_Extracted information_:
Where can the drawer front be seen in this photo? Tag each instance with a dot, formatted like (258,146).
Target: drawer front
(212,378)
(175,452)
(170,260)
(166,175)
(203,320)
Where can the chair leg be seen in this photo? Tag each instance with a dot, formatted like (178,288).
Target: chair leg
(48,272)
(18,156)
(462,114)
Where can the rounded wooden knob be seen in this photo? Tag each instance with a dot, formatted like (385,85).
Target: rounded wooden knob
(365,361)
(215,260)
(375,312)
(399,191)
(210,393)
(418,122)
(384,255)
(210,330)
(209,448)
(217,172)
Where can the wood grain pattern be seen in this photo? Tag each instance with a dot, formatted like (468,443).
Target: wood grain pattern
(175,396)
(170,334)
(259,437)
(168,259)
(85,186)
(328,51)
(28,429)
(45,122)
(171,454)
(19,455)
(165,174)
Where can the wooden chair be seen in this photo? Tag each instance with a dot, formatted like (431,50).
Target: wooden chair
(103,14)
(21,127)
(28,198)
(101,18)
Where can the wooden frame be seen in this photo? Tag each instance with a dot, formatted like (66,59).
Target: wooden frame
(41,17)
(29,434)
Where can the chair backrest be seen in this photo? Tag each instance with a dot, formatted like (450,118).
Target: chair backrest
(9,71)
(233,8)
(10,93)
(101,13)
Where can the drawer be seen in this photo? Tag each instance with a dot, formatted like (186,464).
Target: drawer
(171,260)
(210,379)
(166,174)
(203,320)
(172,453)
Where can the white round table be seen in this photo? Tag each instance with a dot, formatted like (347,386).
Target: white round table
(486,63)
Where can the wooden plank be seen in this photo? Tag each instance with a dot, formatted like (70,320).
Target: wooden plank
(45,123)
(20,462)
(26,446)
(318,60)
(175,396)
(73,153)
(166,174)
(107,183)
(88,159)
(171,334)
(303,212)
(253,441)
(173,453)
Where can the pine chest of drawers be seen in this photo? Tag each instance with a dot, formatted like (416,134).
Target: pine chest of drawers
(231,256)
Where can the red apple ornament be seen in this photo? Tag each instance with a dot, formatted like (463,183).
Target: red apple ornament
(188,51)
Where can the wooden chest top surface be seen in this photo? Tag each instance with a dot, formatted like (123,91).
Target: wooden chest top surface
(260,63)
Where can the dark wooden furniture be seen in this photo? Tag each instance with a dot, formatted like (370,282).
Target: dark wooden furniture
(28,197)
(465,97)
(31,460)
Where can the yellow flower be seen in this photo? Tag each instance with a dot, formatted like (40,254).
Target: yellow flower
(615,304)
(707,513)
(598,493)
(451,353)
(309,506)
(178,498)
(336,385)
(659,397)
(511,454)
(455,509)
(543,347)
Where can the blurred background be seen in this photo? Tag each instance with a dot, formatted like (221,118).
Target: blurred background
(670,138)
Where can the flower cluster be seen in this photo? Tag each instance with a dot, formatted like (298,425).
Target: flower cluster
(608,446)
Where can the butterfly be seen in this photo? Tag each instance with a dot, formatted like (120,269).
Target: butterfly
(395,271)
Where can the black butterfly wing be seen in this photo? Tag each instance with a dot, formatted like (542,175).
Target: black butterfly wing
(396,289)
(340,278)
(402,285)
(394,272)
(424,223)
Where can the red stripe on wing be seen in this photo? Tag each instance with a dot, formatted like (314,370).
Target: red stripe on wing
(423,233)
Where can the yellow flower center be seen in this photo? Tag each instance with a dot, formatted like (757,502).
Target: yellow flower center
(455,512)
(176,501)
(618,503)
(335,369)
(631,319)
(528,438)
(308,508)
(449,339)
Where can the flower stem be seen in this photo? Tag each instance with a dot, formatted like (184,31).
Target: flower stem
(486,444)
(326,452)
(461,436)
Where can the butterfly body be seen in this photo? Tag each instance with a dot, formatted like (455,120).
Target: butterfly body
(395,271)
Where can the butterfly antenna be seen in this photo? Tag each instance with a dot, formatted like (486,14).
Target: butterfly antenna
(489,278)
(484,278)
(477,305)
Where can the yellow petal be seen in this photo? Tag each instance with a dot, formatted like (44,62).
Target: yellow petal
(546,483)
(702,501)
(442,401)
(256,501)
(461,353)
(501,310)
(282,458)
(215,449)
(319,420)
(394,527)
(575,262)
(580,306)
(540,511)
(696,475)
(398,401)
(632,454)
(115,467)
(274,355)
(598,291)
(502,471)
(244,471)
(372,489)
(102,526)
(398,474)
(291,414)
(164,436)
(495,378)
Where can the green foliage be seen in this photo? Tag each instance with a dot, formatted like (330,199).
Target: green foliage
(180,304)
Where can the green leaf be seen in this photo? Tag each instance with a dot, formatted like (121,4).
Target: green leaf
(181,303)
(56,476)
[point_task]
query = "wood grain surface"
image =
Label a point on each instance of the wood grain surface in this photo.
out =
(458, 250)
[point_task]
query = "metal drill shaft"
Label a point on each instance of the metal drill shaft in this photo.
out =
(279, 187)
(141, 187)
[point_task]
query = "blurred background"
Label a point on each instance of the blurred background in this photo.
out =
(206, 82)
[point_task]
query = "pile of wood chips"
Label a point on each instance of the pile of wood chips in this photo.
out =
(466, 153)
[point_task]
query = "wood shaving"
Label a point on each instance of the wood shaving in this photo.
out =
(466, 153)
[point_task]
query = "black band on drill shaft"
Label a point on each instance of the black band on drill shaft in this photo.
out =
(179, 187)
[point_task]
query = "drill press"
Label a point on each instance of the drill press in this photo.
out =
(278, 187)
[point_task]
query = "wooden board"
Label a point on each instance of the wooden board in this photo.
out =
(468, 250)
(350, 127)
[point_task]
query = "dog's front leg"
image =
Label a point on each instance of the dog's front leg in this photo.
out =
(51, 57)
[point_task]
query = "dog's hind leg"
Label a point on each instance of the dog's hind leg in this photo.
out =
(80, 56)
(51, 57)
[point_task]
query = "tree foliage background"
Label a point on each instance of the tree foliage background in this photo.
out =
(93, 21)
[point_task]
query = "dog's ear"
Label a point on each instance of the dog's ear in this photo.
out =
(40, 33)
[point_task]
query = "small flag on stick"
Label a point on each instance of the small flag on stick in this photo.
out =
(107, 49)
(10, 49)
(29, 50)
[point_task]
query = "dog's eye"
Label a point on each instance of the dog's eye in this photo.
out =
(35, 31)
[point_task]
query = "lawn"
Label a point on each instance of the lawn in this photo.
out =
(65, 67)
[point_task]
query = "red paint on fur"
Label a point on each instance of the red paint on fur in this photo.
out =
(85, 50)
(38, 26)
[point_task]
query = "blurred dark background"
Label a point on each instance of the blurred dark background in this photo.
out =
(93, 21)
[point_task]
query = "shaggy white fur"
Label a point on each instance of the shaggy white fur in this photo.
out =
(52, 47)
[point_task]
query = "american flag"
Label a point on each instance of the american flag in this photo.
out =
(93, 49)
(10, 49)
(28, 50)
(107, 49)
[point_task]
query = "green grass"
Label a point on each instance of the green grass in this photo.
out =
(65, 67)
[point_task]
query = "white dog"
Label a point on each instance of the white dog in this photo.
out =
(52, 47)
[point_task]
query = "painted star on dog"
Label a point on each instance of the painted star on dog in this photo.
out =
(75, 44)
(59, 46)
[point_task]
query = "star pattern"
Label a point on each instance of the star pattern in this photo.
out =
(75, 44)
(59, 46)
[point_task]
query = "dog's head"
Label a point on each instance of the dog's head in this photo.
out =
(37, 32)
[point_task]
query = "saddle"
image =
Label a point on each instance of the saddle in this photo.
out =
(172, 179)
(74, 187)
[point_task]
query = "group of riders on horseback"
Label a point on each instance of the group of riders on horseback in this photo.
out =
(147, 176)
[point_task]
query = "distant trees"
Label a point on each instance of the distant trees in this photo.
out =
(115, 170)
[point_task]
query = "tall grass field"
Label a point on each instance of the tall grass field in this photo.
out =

_Task_: Using the data above, tally the lines that contain the string "lawn" and state only the result.

_Response box_: 2